En El Tamarindo cada
poco tiempo aparece un cadáver. El alcalde, Leonel Rivas Beltrán, cree
que se debe a su situación geográfica y no a la naturaleza violenta de
sus vecinos. Es el primer pueblo que se encuentra a un lado de la
autopista de Culiacán, la capital de Sinaloa, al norte de México, rumbo
a Los Mochis. Tan solo a dos minutos. Un lugar accesible para arrojar
un muerto y huir. Lo raro es que ese muerto sea extranjero.
Un campesino del pueblo se topó con dos a mediados de mayo. Se
encontraban en la parte trasera de un coche hundido en una presa. Dentro
estaban los cadáveres de José Montoya y Fernando Carmona, comerciantes españoles dados por desaparecidos 48 horas antes. Los investigadores de la Procuraduría -fiscalía- de Sinaloa
elaboraron un croquis en base a los movimientos que habían realizado en
días anteriores y llegaron a la conclusión de que estaban tendiendo
puentes con productores locales de droga. Estaban equivocados.
Después de entrevistar a varios oriundos que habían tratado con los
comerciantes, los policías supieron que los españoles eran exactamente
lo que decían ser: vendedores de ropa. "El problema es que vendían caro,
haciéndoles creer a sus compradores que se estaban llevando algo fino,
hecho en Madrid o Barcelona, cuando en realidad se trataban de prendas
baratas", explica un portavoz de la fiscalía.
Hay familias españolas que llevan actuando de esta forma en México
desde los años setenta. El negocio se hereda de padres a hijos.
Haciéndose pasar por sobrecargos de la aerolínea Iberia o empresarios
con un excedente de ropa que no quieren devolver a Europa, abordan a
cualquier transeúnte. En cualquier lugar del país. "La principal
hipótesis del asesinato es que utilizaron este truco con quien no
debían. Con alguien peligroso al que cabrearon mucho", ahonda el
portavoz.
En el corazón del DF
hay una tienda cuyas principales ganancias provienen de las ventas al
mayoreo de abrigos. Hechos en México. Confeccionados en León, Estado de
Guanajuato. Semanalmente, un español llamado Juan compra media docena de
chamarras, le quita las etiquetas y se echa a la calle a venderlas.
Lleva en la ciudad desde mediados de los ochenta. Dedicándose al mismo
negocio. Se hace pasar por el trabajador de una compañía aérea que traía
un encargo para una señora que al final no quiso las prendas. Le
cuestan 300 pesos (23 dólares) y las ofrece a 10.000 (769 dólares).
Después va negociando el precio hasta que el comprador piensa que se
está llevando una ganga. "Hace años hacía mucho dinero de esta forma.
Ahora entre todos los que nos dedicamos a esto hemos recorrido el país.
No hay rincón que no hayamos pisado", cuenta Juan, quien en realidad no
se llama así. Exigió anonimato a cambio de dar su testimonio.
+ + + + +
▶ Tareas por realizar:
- A) En el fragmento sobre los comerciantes españoles asesinados en Sinaloa, ¿por quiénes se hacen pasar las familias españolas que venden ropa en México para abordar a los transeúntes?
- B) Continúe el fragmento sobre los vendedores de ropa españoles en México a partir de su última oración.

▶ Material registrado:
+ + + + +
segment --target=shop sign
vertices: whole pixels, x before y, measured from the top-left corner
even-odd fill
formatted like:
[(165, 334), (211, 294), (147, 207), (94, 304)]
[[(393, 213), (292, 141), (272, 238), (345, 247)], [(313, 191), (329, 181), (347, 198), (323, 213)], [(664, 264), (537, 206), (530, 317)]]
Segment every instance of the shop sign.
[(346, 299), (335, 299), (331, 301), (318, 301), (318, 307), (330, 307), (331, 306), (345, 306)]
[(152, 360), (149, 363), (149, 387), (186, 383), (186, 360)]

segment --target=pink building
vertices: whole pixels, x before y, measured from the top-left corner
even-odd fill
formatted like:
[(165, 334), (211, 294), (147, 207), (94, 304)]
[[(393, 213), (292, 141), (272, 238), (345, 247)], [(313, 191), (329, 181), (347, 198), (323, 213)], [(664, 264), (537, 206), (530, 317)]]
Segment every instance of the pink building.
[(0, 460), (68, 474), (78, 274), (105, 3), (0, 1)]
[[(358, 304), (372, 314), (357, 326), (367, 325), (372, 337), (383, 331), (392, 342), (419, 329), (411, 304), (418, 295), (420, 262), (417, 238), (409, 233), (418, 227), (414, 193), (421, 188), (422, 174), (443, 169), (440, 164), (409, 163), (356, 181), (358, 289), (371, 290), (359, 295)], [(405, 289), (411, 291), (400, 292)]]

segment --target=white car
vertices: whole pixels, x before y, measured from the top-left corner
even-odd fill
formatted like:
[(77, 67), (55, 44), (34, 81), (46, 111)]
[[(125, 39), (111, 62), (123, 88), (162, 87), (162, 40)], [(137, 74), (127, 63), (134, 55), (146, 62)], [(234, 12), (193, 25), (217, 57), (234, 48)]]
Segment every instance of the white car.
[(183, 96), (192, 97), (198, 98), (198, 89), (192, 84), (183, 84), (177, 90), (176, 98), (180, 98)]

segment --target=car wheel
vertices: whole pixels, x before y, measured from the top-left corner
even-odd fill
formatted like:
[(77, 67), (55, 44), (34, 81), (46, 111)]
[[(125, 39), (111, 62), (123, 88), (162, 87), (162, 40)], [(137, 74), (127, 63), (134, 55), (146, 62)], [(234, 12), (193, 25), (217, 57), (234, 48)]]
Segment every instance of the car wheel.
+ + + + +
▶ Resultados por tarea:
- A) Se hacen pasar por sobrecargos de la aerolínea Iberia o por empresarios con un excedente de ropa que no quieren devolver a Europa.

- B)
No solo ha utilizado esta treta con abrigos, también con cuberterías
de plata. Conocía a los comerciantes muertos en Culiacán, que provenían
de Sevilla y Madrid aunque pasaban temporadas en México. Entre los que
se dedican a esto causó mucha conmoción el asesinato, la brutalidad con
la que se perpetró, pero ninguna de las cinco personas consultadas por
este periódico dice saber con certeza cuál fue el motivo desencadenante.
Este tipo de vendedores pasan casi desapercibidos. Se acercan sin
armar mucho revuelo a personas que consideran de buen estatus. Esperan a
la salida de colegios, centros comerciales, teatros. Por el café Bolero,
en la colonia Roma, un barrio residencial de la Ciudad de México, han
asomado en varias ocasiones. "Me han venido ya dos o tres veces con esa
vaina y yo los mando a paseo", cuenta el dueño del local, el colombiano
Jaime Henao.
¿Realmente este fue el motivo del salvaje asesinato de los
comerciantes españoles? Al menos es la hipótesis más tangible que
manejan los investigadores. Las víctimas formaban parte de una comitiva
que aterrizó en Guadalajara, Jalisco, en el centro del país, y se
desplazó en tres coches alquilados hasta el norte. Los vendedores se
hospedaban con otras tres personas en el modesto hotel Flamingos, a las
afueras de Culiacán. Salían a primera hora de la mañana y no volvían
hasta la hora de dormir.
Los comerciantes no pasaron en vida por El Tamarindo, si no,
Rivas Beltrán, el alcalde, lo sabría. Dice que todo se sabe en la
comarca. Más sobre alguien de fuera. Los fallecidos dejaron rastro en
otras poblaciones como El Salado, por donde transita un río de agua
salada, y Quilá, una sindicatura a 51 kilómetros de la capital. Rutas
inexplicables para unos comerciantes de pieles.
El portavoz de la fiscalía cree que están cerca de dar con los
culpables del doble asesinato pero periodistas con experiencia como Francisco Cuamea, el jefe de información del periódico Noroeste,
no son tan optimistas. Pone sobre la mesa la existencia en la región de
un alto índice de impunidad. Ronda el 95%. A diario aparecen entre tres
y seis muertos. Una desgracia solapa a la otra. Las historias de cada
uno de ellos van agarrando polvo hasta quedar totalmente en el olvido.